Set problem: Please reproduce word for word the lines from the first of the rows below up to and including the line that contains "A sample showing".

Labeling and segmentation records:
>>>

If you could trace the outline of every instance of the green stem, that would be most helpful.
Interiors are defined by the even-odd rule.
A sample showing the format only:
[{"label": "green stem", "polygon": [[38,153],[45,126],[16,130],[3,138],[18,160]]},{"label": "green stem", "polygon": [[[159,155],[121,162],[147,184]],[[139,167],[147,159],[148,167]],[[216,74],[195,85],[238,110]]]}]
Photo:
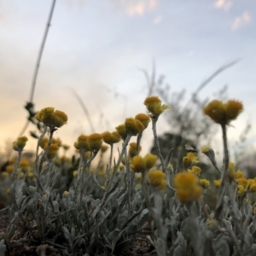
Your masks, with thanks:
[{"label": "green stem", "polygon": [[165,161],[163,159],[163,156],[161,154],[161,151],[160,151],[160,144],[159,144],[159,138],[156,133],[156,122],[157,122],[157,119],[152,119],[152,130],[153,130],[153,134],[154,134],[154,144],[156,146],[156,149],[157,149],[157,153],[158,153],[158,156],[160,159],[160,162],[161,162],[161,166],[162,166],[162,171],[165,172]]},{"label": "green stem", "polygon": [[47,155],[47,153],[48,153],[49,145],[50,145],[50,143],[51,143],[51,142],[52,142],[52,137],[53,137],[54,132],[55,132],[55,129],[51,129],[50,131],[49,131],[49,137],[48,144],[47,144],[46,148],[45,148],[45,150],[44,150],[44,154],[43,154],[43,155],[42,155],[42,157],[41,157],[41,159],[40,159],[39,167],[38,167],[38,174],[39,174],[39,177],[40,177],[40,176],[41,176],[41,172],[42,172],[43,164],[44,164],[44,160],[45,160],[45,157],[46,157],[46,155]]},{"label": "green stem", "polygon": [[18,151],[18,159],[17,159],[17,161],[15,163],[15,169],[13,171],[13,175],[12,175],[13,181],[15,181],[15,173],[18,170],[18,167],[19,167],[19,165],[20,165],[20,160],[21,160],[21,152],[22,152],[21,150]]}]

<<<

Correct answer:
If you could trace the outline of every instance of the green stem, that would be most helpful.
Interiors are defined by the even-odd rule.
A sample showing the format only:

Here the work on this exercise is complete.